Problem to solve: Can you reproduce every line of the data below word for word, leaving out any pictures?

===== Extracted material =====

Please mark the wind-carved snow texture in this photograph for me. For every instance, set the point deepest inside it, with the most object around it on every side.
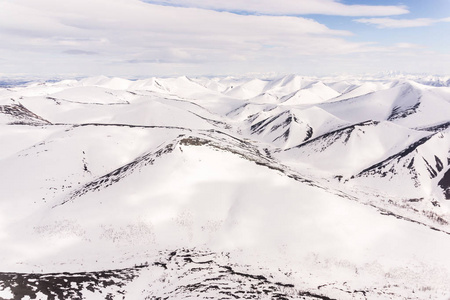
(226, 188)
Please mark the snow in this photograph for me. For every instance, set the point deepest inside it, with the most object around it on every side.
(198, 187)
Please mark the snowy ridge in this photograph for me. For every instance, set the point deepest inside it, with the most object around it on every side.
(226, 188)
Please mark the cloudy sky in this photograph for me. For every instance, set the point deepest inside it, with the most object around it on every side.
(136, 38)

=====

Written reply:
Please mark the wind-carved snow texture in this photograph for me. For every instance, set the point deepest inside it, with the most object around it on every side.
(226, 188)
Please mark the snow in this photograph for me. For every instance, set the point deepest inside it, with the most object around it on every side.
(198, 187)
Please mark the snowy ridge in this photograph for me. For every instance, set the point deepest inside it, with the most object around it on every side.
(226, 188)
Please mark the cloudy sky in this photograph for me. For every instance, set the point deepest inside it, with the most object around it on every side.
(136, 38)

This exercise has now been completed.